__Vorliegender Text__
Ballett von Jochen Ulrich
nach dem gleichnamigen Roman von Leo Tolstoi
Musik von Sergej Rachmaninow

Aufführungsdauer: ca. 2h 45' (eine Pause)

Premiere in der Oper Halle am 8. November 2013 

 

 



Opernhaus Halle
(Homepage)

Im Sturm der Leidenschaften

Von Joachim Lange / Fotos von Falk Wenzel

Es ist ein großer Abend. Ballettkino im Breitbandformat sozusagen. Einer, der alle Register zieht. Die Staatskapelle spielt nicht nur live einen wunderbar schwermütig aufleuchtenden Sergej Rachmaninow  - die zweite Sinfonie, drei Sätze der Dritten und, zur letzten Szene, die sinfonische Dichtung „Die Toteninsel“. Das Orchester und sein Dirigent Robbert van Steijn sind diesmal sogar mit auf der Bühne. Die Musik ist wie gemacht für diese von Darie Cardyn und Ziga Jereb einstudierte Choreografie des 2012 im Alter von 68 Jahren verstorbenen Choreografen Jochen Ulrich. Der gehörte zu den Pionieren des modernen Tanztheaters in Deutschland und war zuletzt Ballettdirektor am Opernhaus in Halles Partnerstadt Linz, wo seine Anna Karenina vor drei Jahren heraus kam.

SzenenfotoKeine Angst vor dem Pathos der Gefühle: Wronski und Anna

Die Musiker sitzen hinter einer gewaltigen Glasfensterfront samt XXL-Gardinen, mit der Alexandra Pitz die Spielfläche in einem Halbrund begrenzt. Zusammen mit den opulenten, zwischen Pelz und Uniform, Salon-Eleganz und Landgut-Leichtigkeit changierenden Kostümen von Marie-Therese Cramer sorgt dieser Hauch von großzügigem Wintergarten mit einschwebenden Kronleuchtern alleine schon für die Atmosphäre, in der sich das Russland-Seelenbild entfalten kann. Und da hat es das Jahrhundert von Tschechow, Tschaikowski und eben Leo Tolstoi hierzulande deutlich leichter, als das aktuelle, das vor antimodernen Verwerfungen nur so strotzt.

Im neunzehnten Jahrhundert waren die Sankt Petersburger und Moskauer Eliten noch ganz bei sich und auch in ihrer Dekadenz authentisch. Hatten Jahrhunderte für ihre Rituale und Moralvorstellungen geübt. Eine Liebe außerhalb der gesellschaftlichen Spielregeln sahen die freilich nicht vor. Und wenn doch, dann wurde die Rechnung dafür, fast ausschließlich den Frauen präsentiert. So wie Anna Karenina. Sie ist die Heldin von Tolstois (1828-1910) gleichnamigen Roman und dieses Tanzabends. Es ist die letzte große Rolle der „Erste Solotänzerin“ des Rossa Balletts Markéta Šlapotová. Der gewaltige Rosenstrauß und die Standing Ovations für Sie am Ende galt also nicht nur ihrer dramatisch berührenden Gestaltung der Titelfigur an diesem Abend. Tolstois Roman aus den siebziger Jahren des 19. Jahrhunderts hat wie sein Epos „Krieg und Frieden“ nichts von seiner Faszination verloren. Wird immer noch zur inspirierenden Vorlage für üppige Neuverfilmungen oder auch für Bühnenadaptionen.

__Ihre Aufgabe__
Geben Sie aus der Ballettkritik alles von „Es ist ein großer“ bis hinunter zu „Jahren heraus kam.“ erneut wieder und ersetzen Sie dabei „Dirigent“ durch „Kapellmeister“.

__Inhalt der Auflistung__

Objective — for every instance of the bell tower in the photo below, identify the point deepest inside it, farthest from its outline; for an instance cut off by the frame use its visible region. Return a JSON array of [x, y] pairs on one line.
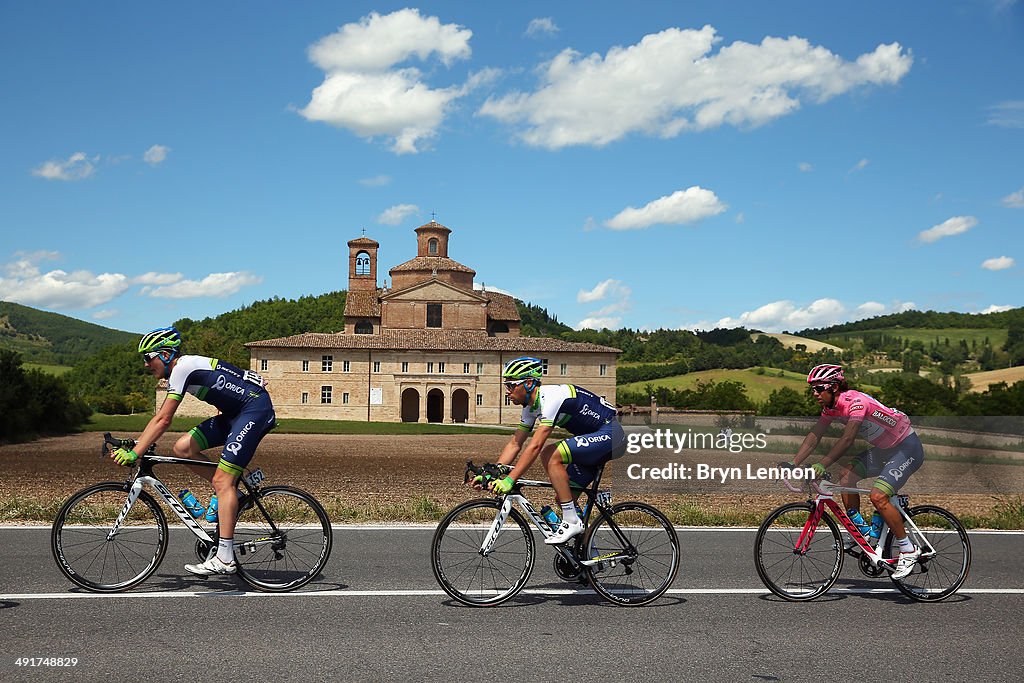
[[363, 264]]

__Ergebnis der Aufgabe__
Es ist ein großer Abend. Ballettkino im Breitbandformat sozusagen. Einer, der alle Register zieht. Die Staatskapelle spielt nicht nur live einen wunderbar schwermütig aufleuchtenden Sergej Rachmaninow  - die zweite Sinfonie, drei Sätze der Dritten und, zur letzten Szene, die sinfonische Dichtung „Die Toteninsel“. Das Orchester und sein Kapellmeister Robbert van Steijn sind diesmal sogar mit auf der Bühne. Die Musik ist wie gemacht für diese von Darie Cardyn und Ziga Jereb einstudierte Choreografie des 2012 im Alter von 68 Jahren verstorbenen Choreografen Jochen Ulrich. Der gehörte zu den Pionieren des modernen Tanztheaters in Deutschland und war zuletzt Ballettdirektor am Opernhaus in Halles Partnerstadt Linz, wo seine Anna Karenina vor drei Jahren heraus kam.